** Opening EXERCISE DATA block **

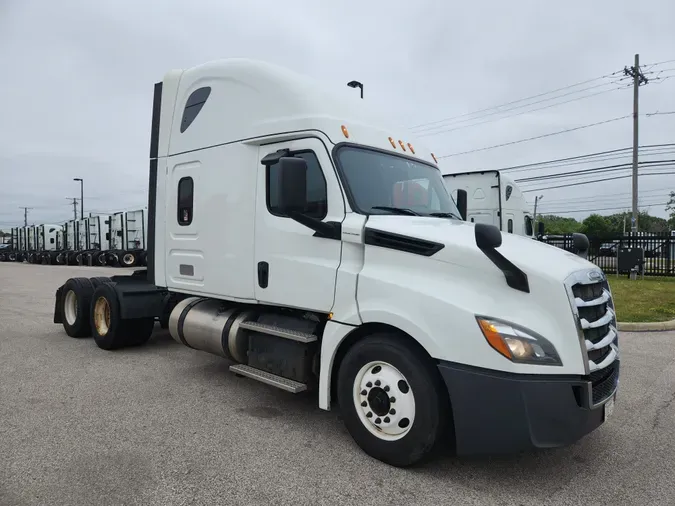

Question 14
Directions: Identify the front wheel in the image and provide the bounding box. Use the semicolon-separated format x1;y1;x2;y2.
337;333;450;468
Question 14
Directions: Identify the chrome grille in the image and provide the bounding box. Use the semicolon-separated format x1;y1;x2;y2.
564;268;619;406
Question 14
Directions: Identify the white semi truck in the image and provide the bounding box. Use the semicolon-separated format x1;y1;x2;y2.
52;59;619;467
443;170;539;238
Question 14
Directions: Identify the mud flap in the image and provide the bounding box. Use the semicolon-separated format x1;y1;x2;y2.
53;285;64;324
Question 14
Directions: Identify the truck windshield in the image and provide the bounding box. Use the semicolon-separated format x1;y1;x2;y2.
335;146;461;219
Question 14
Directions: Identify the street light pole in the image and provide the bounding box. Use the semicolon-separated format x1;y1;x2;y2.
347;80;364;99
73;178;83;219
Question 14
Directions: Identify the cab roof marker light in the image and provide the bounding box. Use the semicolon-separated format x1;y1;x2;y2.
388;137;397;149
341;125;349;138
407;143;415;154
398;140;407;151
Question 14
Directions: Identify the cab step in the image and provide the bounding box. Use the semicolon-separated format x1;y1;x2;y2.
238;321;317;343
229;364;307;393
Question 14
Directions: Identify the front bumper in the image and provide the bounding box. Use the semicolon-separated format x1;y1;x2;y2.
438;360;619;456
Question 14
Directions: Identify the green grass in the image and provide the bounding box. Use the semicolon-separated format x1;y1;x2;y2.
607;276;675;323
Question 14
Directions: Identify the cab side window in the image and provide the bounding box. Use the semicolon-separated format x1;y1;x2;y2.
507;219;513;233
267;151;327;220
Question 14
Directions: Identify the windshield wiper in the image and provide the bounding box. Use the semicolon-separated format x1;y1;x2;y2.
428;211;463;220
370;206;421;216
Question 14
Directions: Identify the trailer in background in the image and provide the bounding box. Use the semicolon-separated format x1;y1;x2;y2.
106;209;147;267
36;224;61;264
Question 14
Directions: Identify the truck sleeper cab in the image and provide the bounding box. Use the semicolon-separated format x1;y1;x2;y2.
52;59;619;468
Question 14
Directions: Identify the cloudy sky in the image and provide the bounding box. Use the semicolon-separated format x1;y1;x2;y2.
1;0;674;231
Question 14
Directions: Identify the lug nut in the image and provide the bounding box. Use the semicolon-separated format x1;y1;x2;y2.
375;380;381;386
390;397;396;403
366;412;372;418
384;385;390;392
375;418;381;424
361;389;367;396
366;382;372;388
389;409;396;415
361;401;367;407
384;417;390;423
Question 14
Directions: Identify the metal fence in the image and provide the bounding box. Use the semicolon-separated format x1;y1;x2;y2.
541;232;675;277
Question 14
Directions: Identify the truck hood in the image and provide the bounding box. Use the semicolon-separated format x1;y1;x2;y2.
366;215;594;282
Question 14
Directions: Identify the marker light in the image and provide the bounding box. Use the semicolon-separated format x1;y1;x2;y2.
388;137;397;148
431;153;438;163
341;125;349;138
398;140;407;151
476;316;562;366
407;143;415;154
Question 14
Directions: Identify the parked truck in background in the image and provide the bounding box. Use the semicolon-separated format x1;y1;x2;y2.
51;58;619;467
443;170;539;238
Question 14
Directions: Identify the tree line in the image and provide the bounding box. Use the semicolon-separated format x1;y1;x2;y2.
540;191;675;237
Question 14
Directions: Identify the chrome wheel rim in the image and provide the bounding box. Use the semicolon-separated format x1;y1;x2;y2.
353;361;416;441
63;290;78;326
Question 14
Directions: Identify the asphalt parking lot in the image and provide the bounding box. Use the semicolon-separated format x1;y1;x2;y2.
1;263;674;506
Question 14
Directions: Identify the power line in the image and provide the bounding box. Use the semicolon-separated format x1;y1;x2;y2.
538;202;670;215
413;79;631;137
521;171;675;192
496;143;675;172
539;194;668;212
438;115;631;159
437;110;672;159
409;69;623;130
514;159;675;183
534;188;669;205
504;148;675;173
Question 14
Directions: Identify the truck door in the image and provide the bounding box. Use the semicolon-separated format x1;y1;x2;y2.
254;138;344;312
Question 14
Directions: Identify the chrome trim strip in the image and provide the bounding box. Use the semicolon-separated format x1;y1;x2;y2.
574;289;610;307
586;326;617;351
580;308;615;329
589;345;618;372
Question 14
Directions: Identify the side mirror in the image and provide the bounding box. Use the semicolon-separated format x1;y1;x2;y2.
537;221;545;236
572;232;590;260
456;189;468;221
276;157;308;216
475;223;502;250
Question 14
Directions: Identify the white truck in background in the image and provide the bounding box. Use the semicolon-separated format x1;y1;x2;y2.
443;170;541;238
51;58;619;467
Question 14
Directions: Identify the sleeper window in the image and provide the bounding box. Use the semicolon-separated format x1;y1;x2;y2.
507;219;514;233
267;152;327;220
177;177;194;226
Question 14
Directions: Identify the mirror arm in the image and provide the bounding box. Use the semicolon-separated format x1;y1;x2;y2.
288;211;341;240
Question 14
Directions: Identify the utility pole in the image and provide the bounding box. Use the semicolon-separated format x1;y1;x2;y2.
624;54;649;232
533;195;543;230
19;207;32;226
66;198;79;221
73;178;84;219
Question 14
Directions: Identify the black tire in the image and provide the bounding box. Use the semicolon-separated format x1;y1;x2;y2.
139;251;148;266
118;250;138;268
89;276;112;289
336;333;450;468
90;282;155;350
106;251;119;267
0;253;6;262
8;252;17;262
92;251;107;266
55;252;67;265
60;277;95;338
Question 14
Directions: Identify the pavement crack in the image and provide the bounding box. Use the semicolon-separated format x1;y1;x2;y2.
652;388;675;430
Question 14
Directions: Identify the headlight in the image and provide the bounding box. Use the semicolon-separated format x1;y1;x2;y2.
475;316;562;366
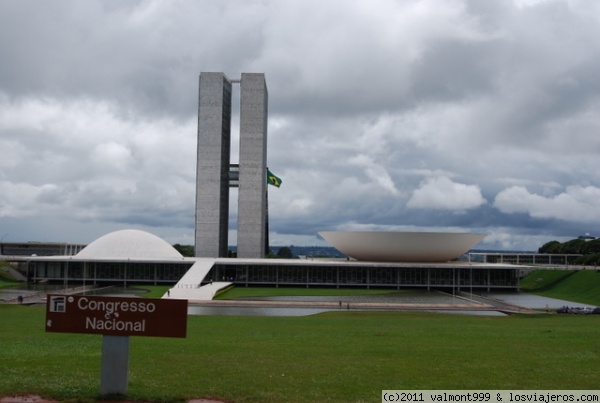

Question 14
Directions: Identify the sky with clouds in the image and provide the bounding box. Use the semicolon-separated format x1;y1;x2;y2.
1;0;599;251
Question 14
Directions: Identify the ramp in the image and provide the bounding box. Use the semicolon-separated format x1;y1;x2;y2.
164;259;232;301
167;281;232;301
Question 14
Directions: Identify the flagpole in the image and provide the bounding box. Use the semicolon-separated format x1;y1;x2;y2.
265;186;270;256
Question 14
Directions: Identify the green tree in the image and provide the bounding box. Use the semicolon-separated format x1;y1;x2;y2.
582;239;600;255
539;238;600;256
173;244;194;257
561;239;587;254
539;240;561;253
574;254;600;265
276;246;293;259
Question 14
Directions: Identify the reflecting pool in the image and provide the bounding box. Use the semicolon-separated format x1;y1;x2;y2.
187;306;331;316
483;292;596;310
3;285;595;317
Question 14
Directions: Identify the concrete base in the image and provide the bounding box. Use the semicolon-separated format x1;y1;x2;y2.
100;335;129;396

** Closing EXERCISE DATA block **

# PROBLEM DESCRIPTION:
Give back the records above exactly, with no pictures.

# SOLVED PROBLEM:
Question 14
Directions: Identify the front wheel in the image and provide the bounding box. Use the semicolon-separated format x1;y1;x2;y2.
337;333;450;468
Question 14
Directions: Identify the chrome grille in the image and provide the bounding box. Use the semicolon-separated format x1;y1;x2;y2.
564;268;619;406
Question 14
Directions: Identify the white semi truck in the image and provide the bounding box. Use the semicolon-separated format x1;y1;x2;y2.
52;59;619;467
443;170;539;238
Question 14
Directions: Identify the mud flap in the image and provide the bounding box. Use the semicolon-separated format x1;y1;x2;y2.
53;285;64;324
Question 14
Directions: Identify the truck windshield in the image and provide the bounding box. Use the semicolon-separated format x1;y1;x2;y2.
335;146;461;219
Question 14
Directions: Identify the street light pole in the image and provide the bounding box. Use the semicolon-separated format x1;y1;x2;y2.
347;80;364;99
73;178;83;219
Question 14
Directions: Identify the cab roof marker light in the image and provide the bounding box. Use the semicolon-separated format x1;y1;x2;y2.
388;137;397;149
341;125;349;138
407;143;415;154
398;140;407;151
Question 14
Directions: Identify the cab step in the image and provide the bounding box. Use the semicolon-separated format x1;y1;x2;y2.
238;321;317;343
229;364;307;393
Question 14
Directions: Identify the front bumper in the image and provide the bounding box. Use the semicolon-separated format x1;y1;x2;y2.
438;360;619;456
Question 14
Directions: Identify the green grass in the image and provide the bounding box. Use the semicolon-separated format x1;y1;x2;y2.
607;276;675;323
Question 14
Directions: Identify the cab side window in the image and provide the bounding box. Use the semicolon-separated format x1;y1;x2;y2.
507;219;513;233
267;151;327;220
Question 14
Directions: Identify the windshield wiper in the image and provide the bounding box. Use the semicolon-separated format x1;y1;x2;y2.
428;211;463;220
370;206;421;216
Question 14
Directions: Identify the trailer in background in the image and provide the bounding box. Use the semicolon-separated format x1;y1;x2;y2.
106;209;147;267
36;224;61;264
Question 14
Directions: Identify the truck sleeper cab in the image and provide the bounding box. Use the semicolon-separated format x1;y1;x2;y2.
52;59;619;468
Question 14
Directions: Identify the cloudy sky in the image and provide the bounding box. Use the semicolon-separated format x1;y1;x2;y2.
1;0;674;231
Question 14
Directions: Identify the lug nut in the image and provide the bounding box. Use the semicolon-separated format x1;y1;x2;y2.
375;380;381;386
390;397;396;403
366;412;372;418
384;385;390;392
375;418;381;424
361;389;367;396
366;382;372;388
389;409;396;415
361;401;367;407
384;417;390;423
Question 14
Directions: Identify the metal fence in the image and provide the bounding box. Use the semicolon-separated format x1;y1;x2;y2.
541;232;675;277
Question 14
Directions: Identify the truck hood in the image and provide the bounding box. Use the semicolon-separated format x1;y1;x2;y2.
366;215;594;282
Question 14
Directions: Identify the marker light in the image and provide the bounding box. Use the semicolon-separated format x1;y1;x2;y2.
388;137;397;148
431;153;438;163
341;125;349;138
398;140;407;151
476;316;562;366
407;143;415;154
Question 14
Directions: Identify the parked truck in background in the image and provide the bounding box. Use the semicolon-separated format x1;y1;x2;y2.
51;58;619;467
443;170;539;238
Question 14
Directions: Identify the tree line in the image and provide the bounding box. Use the semicolon-separated format x1;y1;x2;y2.
540;191;675;237
Question 14
Directions: Identify the chrome wheel rim in the image and provide the bounding box. Use the semicolon-separated format x1;y1;x2;y2.
353;361;416;441
63;290;78;326
Question 14
Directions: Identify the asphalt parking lot in the image and provide the bounding box. Use the semicolon-separated format x1;y1;x2;y2.
1;263;674;506
Question 14
Directions: Identify the power line in the image and provide the bounding box. Use the semicolon-separated format x1;y1;x2;y2.
538;202;670;215
413;79;631;137
521;171;675;192
496;143;675;172
539;194;668;212
438;115;631;159
437;110;672;159
409;69;623;130
514;159;675;183
534;188;669;205
504;148;675;173
Question 14
Directions: Identify the truck door in the image and provide the bounding box. Use the semicolon-separated format x1;y1;x2;y2.
254;138;344;312
Question 14
Directions: Identify the chrome trim strip in the image and provide the bounding box. Use the semicolon-separated format x1;y1;x2;y2.
574;289;610;307
586;326;617;351
580;308;615;329
589;345;618;372
Question 14
Directions: Identify the side mirror in the image and provide the bounding box. Use the semicolon-separated format x1;y1;x2;y2.
537;221;545;236
572;232;590;260
456;189;468;221
276;157;308;216
475;223;502;250
Question 14
Directions: Identify the white truck in background in the image and provide the bounding box. Use the semicolon-separated format x1;y1;x2;y2.
443;170;541;238
51;58;619;467
Question 14
Directions: Identify the sleeper window in the image and provide the bounding box. Use the semicolon-separated format x1;y1;x2;y2.
507;219;514;233
267;152;327;220
177;177;194;226
Question 14
Directions: Identify the mirror arm in the image and provide the bounding box. Use the semicolon-separated format x1;y1;x2;y2.
288;211;341;240
Question 14
Directions: Identify the utility pole in the image and provide the bounding box. Use the semicolon-separated format x1;y1;x2;y2.
624;54;649;232
533;195;543;230
19;207;32;226
66;198;79;221
73;178;84;219
Question 14
Directions: Identify the black tire in the image and provide the bounding box. Use the semicolon-separated format x1;y1;x2;y2.
139;251;148;266
118;250;138;268
89;276;112;289
336;333;450;468
90;282;155;350
106;251;119;267
0;253;6;262
8;252;17;262
92;251;107;266
55;252;67;265
60;277;95;338
Question 14
Directions: Identify the pavement crack in the image and provide the bounding box. Use the semicolon-separated format x1;y1;x2;y2.
652;388;675;430
Question 14
Directions: Identify the headlight in the image and provide the bounding box. Use the semicolon-separated format x1;y1;x2;y2.
475;316;562;366

Question 14
Directions: Identify the sky with clouds in the image and provide the bounding box. Use the semicolon-separated format x1;y1;x2;y2.
1;0;599;251
Question 14
Directions: Identify the ramp in the image and provide the bounding box. Use the semicolon-separated format x1;y1;x2;y2.
164;259;232;301
167;281;232;301
Question 14
Directions: Identify the flagpole in the image and provide the bounding box. Use the semicolon-separated format x1;y1;x2;y2.
265;186;270;256
Question 14
Directions: Identify the green tree in the image and provide the bounding box. Use the semicolon-separated format x1;y1;x2;y2.
582;239;600;255
539;238;600;256
173;244;194;257
561;239;587;254
539;240;561;253
574;254;600;265
276;246;293;259
Question 14
Directions: Identify the reflecting pool in the image and provide the bounding box. Use the semicolon-separated format x1;y1;x2;y2.
187;306;331;316
483;292;596;310
3;285;595;317
Question 14
Directions: Identify the concrete base in the image and provide the bounding box. Use the semicolon-separated format x1;y1;x2;y2.
100;335;129;396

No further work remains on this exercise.